____ Data entries

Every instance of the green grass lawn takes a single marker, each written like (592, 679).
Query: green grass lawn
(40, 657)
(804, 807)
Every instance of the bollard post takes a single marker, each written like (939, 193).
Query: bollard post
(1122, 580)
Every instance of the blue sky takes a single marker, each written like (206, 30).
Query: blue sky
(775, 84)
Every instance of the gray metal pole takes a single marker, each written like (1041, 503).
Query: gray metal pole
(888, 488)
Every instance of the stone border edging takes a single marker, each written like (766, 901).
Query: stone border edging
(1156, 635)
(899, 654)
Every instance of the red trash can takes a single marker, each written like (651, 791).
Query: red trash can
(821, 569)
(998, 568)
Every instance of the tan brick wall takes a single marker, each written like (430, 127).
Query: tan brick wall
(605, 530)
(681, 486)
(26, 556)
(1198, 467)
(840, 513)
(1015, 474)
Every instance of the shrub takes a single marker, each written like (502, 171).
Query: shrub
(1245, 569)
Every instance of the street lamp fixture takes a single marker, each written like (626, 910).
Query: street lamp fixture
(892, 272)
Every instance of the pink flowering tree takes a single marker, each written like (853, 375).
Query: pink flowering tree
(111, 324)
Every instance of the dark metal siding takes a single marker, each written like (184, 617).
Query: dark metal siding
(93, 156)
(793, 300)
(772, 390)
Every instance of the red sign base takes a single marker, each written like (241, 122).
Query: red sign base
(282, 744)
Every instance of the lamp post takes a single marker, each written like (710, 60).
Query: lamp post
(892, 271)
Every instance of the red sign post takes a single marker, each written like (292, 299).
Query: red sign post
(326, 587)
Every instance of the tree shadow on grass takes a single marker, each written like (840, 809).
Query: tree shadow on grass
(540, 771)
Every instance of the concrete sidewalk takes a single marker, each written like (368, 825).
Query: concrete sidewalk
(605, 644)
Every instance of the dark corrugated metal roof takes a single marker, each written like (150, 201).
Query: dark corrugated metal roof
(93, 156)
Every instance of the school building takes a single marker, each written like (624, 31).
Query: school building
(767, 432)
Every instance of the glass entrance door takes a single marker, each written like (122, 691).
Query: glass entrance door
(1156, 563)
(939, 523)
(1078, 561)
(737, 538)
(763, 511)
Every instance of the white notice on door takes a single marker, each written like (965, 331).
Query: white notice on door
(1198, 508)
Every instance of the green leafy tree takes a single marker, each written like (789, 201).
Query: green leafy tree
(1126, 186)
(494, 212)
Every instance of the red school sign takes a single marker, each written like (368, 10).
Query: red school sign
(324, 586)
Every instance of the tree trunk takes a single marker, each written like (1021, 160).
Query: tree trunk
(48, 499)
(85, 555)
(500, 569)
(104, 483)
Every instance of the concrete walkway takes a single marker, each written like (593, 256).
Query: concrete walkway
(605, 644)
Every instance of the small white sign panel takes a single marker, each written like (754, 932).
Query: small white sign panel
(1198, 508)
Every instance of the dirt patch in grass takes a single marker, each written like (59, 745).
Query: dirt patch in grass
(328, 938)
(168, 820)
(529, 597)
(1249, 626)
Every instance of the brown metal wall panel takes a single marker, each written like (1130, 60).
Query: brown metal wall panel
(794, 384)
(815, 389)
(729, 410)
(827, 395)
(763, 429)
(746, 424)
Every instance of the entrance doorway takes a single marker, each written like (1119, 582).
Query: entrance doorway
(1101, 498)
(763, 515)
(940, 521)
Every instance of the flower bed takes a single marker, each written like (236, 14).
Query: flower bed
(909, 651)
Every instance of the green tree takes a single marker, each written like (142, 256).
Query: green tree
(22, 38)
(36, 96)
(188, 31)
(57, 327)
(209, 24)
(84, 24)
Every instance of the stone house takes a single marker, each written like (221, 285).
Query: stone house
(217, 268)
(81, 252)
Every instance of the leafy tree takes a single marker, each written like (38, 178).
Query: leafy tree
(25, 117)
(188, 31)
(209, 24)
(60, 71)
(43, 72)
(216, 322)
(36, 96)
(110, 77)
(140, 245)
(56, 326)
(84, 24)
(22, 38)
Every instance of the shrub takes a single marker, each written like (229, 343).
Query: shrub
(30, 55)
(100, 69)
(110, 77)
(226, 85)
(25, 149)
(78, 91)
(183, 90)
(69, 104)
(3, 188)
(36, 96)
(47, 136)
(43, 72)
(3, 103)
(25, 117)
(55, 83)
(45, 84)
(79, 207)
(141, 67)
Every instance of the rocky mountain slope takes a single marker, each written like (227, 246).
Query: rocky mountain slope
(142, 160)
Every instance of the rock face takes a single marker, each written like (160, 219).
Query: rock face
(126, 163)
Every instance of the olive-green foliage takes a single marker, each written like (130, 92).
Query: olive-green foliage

________

Aim of the task:
Format the lines of all the items above as a numbered list, leaving out any blank lines.

Solution:
1. Every instance of the green grass lawn takes a single marker, each written like (592, 679).
2. Query: green grass lawn
3. (40, 657)
4. (804, 807)
5. Every instance of the bollard post takes a single marker, each written like (939, 193).
6. Query: bollard post
7. (1122, 580)
8. Every instance of the blue sky takes a single marker, each written like (206, 30).
9. Query: blue sky
10. (775, 84)
11. Every instance of the gray metal pole takes a single marker, each written like (1041, 503).
12. Query: gray metal pole
13. (888, 488)
14. Every instance of the stone border edging takes a single marker, each written like (766, 901).
15. Query: stone border edging
16. (1156, 635)
17. (899, 654)
18. Every instance of the red trash can takes a single marker, each written like (651, 791).
19. Query: red trash can
20. (821, 569)
21. (998, 568)
22. Every instance of the tan brick wall takes a single marker, each written like (430, 127).
23. Query: tan brick wall
24. (605, 530)
25. (681, 486)
26. (26, 556)
27. (1198, 467)
28. (840, 513)
29. (1015, 474)
30. Every instance of the shrub takes a single marker, each written like (502, 171).
31. Query: shrub
32. (1245, 569)
33. Every instance of the street lamp fixture takes a single marker, each written like (626, 910).
34. Query: street lamp fixture
35. (892, 272)
36. Every instance of the pink flowering tree takes a single marker, each written like (853, 375).
37. Query: pink flowering tree
38. (111, 324)
39. Every instance of the dark metal siding takes a single marker, each written like (184, 617).
40. Query: dark metal siding
41. (93, 156)
42. (793, 300)
43. (772, 390)
44. Every instance of the red sign base takes a single marker, each written like (241, 122).
45. Query: red sign base
46. (282, 744)
47. Every instance of the lamp post takes a single marker, each written like (710, 60).
48. Query: lamp post
49. (892, 271)
50. Every instance of the red sign post takes a single marker, each written like (292, 299).
51. Query: red sign post
52. (326, 587)
53. Every instance of the tree shadow on grass takes a single marker, each written like (840, 809).
54. Query: tree shadow on grass
55. (540, 771)
56. Every instance of the concrete sidewalk takes a single marker, each written like (368, 825).
57. Query: concrete sidewalk
58. (605, 644)
59. Every instance of the dark corrugated metal roof takes a single marker, each written like (150, 201).
60. Query: dark corrugated metal roof
61. (93, 156)
62. Every instance of the school building takes a single marker, each written like (624, 31).
63. Query: school building
64. (767, 432)
65. Every instance of the glass entrance door takes a single marker, each written like (122, 691).
66. Query: glass entrance door
67. (1156, 563)
68. (939, 523)
69. (1078, 561)
70. (737, 538)
71. (763, 511)
72. Every instance of the white notice on door takes a single marker, each written like (965, 331).
73. Query: white notice on door
74. (1198, 508)
75. Every instance of the green leafy tree takes a single marker, each written like (789, 201).
76. Query: green leafy tree
77. (1126, 186)
78. (494, 212)
79. Every instance of the red school sign takes a single marker, each written like (368, 10).
80. Query: red school sign
81. (324, 586)
82. Every instance of the tree trunk takes a single marker, each written like (1021, 160).
83. Query: tree trunk
84. (48, 499)
85. (85, 555)
86. (500, 569)
87. (104, 483)
88. Every instance of the concrete walkway takes a single marker, each written like (593, 256).
89. Query: concrete walkway
90. (605, 644)
91. Every instance of the small white sign panel takes a single marker, each written like (754, 932).
92. Query: small white sign panel
93. (1198, 508)
94. Every instance of the dirt patch in grass takes a single marker, each written like (59, 745).
95. Query: dirt patch in grass
96. (328, 938)
97. (168, 820)
98. (529, 597)
99. (1249, 626)
100. Every instance of the brown metal wall panel takes a single marker, each written like (1130, 60).
101. Query: brown metal wall panel
102. (794, 384)
103. (815, 389)
104. (729, 410)
105. (827, 395)
106. (763, 429)
107. (746, 424)
108. Every instance of the entrance doorway takes a single marker, each written like (1119, 582).
109. Query: entrance doorway
110. (1101, 498)
111. (763, 515)
112. (940, 521)
113. Every instance of the flower bed takes a single marker, each written like (236, 14).
114. Query: flower bed
115. (909, 651)
116. Every instance of the green tree takes a single marker, each written like (142, 256).
117. Query: green tree
118. (22, 38)
119. (36, 96)
120. (188, 31)
121. (57, 327)
122. (209, 24)
123. (84, 24)
124. Every instance of the stone house takes a single marker, each written like (221, 285).
125. Query: stone house
126. (217, 268)
127. (81, 252)
128. Every instance of the leafy tree takes a single marker, each written like (38, 178).
129. Query: leafy tree
130. (25, 117)
131. (188, 31)
132. (209, 24)
133. (60, 71)
134. (43, 72)
135. (216, 322)
136. (36, 96)
137. (110, 77)
138. (140, 245)
139. (56, 326)
140. (84, 24)
141. (22, 38)
142. Every instance of the shrub takes a single marker, each written like (229, 343).
143. Query: shrub
144. (30, 55)
145. (100, 69)
146. (110, 77)
147. (226, 85)
148. (25, 149)
149. (78, 91)
150. (183, 90)
151. (69, 104)
152. (3, 188)
153. (36, 96)
154. (47, 136)
155. (43, 72)
156. (3, 103)
157. (25, 117)
158. (55, 83)
159. (45, 84)
160. (79, 207)
161. (141, 67)
162. Every instance of the rocky mountain slope takes a single marker, each written like (227, 246).
163. Query: rocky mountain slope
164. (142, 160)
165. Every instance of the rock face takes a single marker, each written like (160, 219).
166. Query: rock face
167. (126, 163)
168. Every instance of the olive-green foliage takes a single marker, each written like (130, 92).
169. Query: olive-green foliage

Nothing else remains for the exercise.